-- BEGIN DATA SUPPLIED --

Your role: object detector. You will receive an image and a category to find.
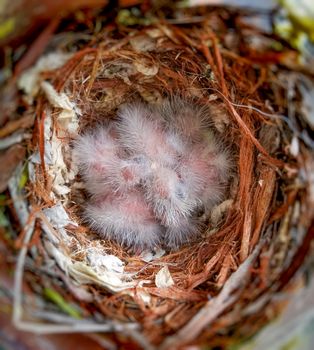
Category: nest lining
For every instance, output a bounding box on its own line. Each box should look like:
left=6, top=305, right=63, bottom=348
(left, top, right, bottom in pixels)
left=13, top=17, right=311, bottom=348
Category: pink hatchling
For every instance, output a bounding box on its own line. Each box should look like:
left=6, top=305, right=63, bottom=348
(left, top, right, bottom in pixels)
left=73, top=97, right=231, bottom=251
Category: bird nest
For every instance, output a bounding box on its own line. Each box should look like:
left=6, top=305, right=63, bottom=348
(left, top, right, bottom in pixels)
left=13, top=11, right=314, bottom=349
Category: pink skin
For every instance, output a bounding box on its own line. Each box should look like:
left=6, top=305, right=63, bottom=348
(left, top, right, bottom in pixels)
left=73, top=98, right=230, bottom=252
left=145, top=167, right=196, bottom=226
left=164, top=218, right=202, bottom=250
left=117, top=104, right=183, bottom=166
left=86, top=191, right=163, bottom=251
left=178, top=142, right=229, bottom=211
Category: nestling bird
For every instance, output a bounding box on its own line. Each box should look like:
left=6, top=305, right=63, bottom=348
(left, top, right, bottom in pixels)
left=73, top=97, right=231, bottom=251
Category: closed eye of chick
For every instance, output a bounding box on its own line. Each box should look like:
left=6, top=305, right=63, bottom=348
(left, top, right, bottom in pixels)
left=73, top=97, right=232, bottom=252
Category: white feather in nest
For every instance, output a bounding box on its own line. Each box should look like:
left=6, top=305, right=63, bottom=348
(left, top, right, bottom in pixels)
left=73, top=98, right=231, bottom=251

-- END DATA SUPPLIED --

*EXERCISE*
Add -83 to every bounding-box coordinate in the answers, and write out the part of the entries that opens with the line containing "Category: white feather in nest" and runs through the end of the entries, requests included. Leave the coordinates in the requests and their format samples unchanged.

*FULL RESPONSE*
Category: white feather in nest
For every instance, output a bounding box on its own line. Each box should look like:
left=6, top=305, right=63, bottom=348
(left, top, right, bottom in pixels)
left=-10, top=15, right=148, bottom=168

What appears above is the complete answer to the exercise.